BEGIN ENTRIES SHOWN
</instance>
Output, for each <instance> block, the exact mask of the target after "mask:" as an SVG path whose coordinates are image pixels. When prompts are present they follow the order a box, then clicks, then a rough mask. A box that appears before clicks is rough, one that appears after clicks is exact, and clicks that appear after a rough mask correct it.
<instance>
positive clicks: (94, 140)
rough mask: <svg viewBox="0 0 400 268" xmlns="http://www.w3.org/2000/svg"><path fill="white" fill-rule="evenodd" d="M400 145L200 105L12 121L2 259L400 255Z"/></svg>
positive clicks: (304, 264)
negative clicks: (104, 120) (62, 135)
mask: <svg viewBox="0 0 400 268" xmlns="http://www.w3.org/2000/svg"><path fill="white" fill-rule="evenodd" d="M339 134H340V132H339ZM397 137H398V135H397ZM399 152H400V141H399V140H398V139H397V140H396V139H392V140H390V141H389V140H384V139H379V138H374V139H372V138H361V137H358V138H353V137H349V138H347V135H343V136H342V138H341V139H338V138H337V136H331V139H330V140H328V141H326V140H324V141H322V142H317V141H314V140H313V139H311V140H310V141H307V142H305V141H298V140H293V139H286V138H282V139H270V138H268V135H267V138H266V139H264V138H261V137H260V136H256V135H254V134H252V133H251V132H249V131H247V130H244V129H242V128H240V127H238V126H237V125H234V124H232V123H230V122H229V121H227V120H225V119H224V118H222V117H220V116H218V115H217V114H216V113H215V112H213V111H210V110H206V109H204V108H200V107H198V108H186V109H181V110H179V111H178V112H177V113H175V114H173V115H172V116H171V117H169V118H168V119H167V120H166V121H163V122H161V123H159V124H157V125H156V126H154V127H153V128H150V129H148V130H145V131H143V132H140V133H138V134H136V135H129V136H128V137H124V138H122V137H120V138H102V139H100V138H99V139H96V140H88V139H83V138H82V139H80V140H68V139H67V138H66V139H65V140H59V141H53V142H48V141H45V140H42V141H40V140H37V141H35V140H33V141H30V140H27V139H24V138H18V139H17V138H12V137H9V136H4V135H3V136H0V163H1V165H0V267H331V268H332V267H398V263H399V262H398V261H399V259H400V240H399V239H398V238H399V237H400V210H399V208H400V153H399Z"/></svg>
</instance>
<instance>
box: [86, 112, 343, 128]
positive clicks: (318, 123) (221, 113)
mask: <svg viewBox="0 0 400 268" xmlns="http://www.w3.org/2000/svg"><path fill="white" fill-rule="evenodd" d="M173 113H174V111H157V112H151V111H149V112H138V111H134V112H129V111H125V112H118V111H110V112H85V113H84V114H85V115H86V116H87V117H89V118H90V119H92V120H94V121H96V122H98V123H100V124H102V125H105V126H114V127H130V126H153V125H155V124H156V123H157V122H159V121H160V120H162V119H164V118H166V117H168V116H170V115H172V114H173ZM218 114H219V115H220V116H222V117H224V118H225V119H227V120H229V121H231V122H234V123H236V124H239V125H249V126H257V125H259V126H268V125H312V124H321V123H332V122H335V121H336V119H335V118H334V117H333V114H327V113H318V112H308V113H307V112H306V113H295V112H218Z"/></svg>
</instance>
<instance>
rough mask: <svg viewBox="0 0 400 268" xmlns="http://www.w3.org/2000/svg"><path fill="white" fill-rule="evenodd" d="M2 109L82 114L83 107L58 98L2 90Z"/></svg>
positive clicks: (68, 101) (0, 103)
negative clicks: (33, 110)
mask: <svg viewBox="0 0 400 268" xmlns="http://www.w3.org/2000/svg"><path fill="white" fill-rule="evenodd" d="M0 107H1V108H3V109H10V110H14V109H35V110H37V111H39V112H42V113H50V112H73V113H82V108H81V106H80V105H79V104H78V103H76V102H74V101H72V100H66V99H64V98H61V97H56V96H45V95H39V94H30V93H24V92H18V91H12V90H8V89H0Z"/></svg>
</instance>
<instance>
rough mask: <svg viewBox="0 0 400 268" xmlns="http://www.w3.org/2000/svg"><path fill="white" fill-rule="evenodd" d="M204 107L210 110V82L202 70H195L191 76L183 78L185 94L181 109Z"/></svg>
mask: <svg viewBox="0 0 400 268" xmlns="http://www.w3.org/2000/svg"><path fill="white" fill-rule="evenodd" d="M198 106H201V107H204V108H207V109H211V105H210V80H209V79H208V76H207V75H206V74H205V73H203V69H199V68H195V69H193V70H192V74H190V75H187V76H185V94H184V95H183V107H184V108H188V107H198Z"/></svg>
END ENTRIES SHOWN
BEGIN ENTRIES SHOWN
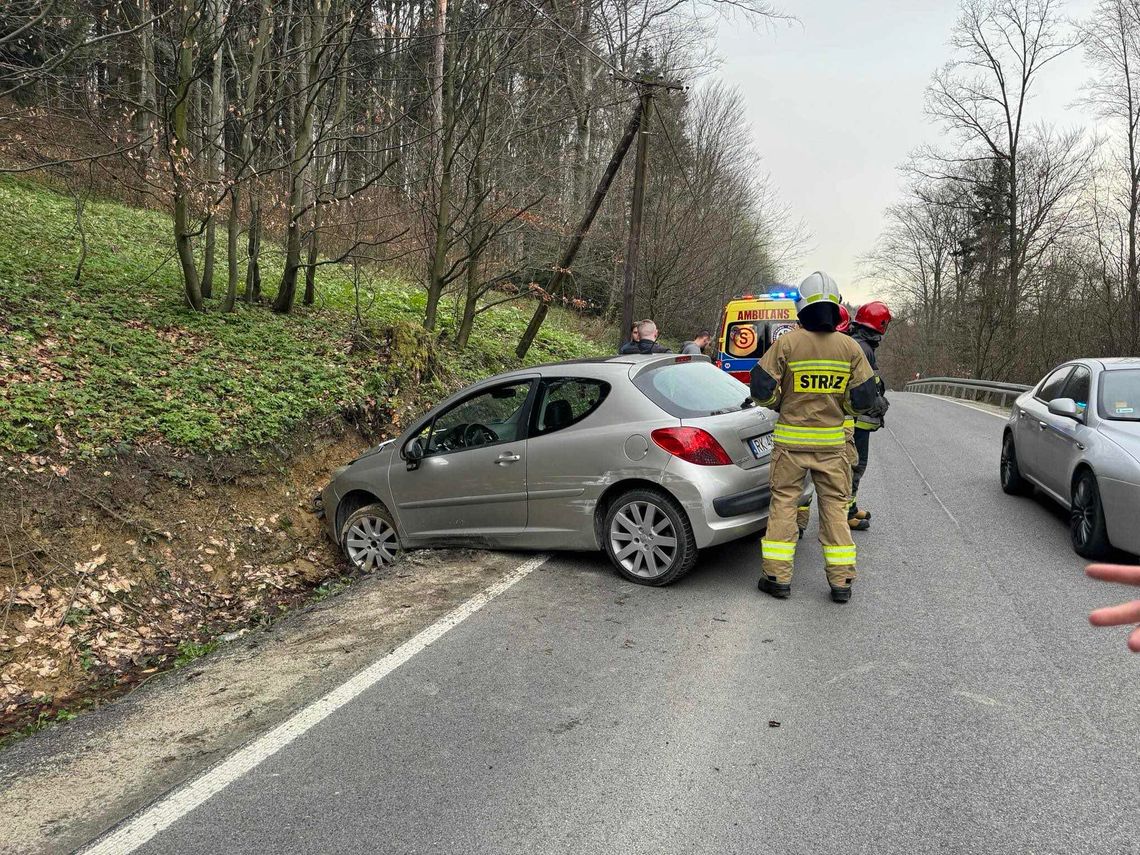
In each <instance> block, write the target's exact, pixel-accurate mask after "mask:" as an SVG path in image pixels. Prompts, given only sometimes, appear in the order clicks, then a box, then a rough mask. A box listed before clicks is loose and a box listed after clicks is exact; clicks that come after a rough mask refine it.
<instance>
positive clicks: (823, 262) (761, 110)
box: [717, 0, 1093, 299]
END ENTRIES SHOWN
§ **ACTION ITEM**
State how many lines of the items above contain the word "positive". Give only the number.

§ **RESPONSE**
5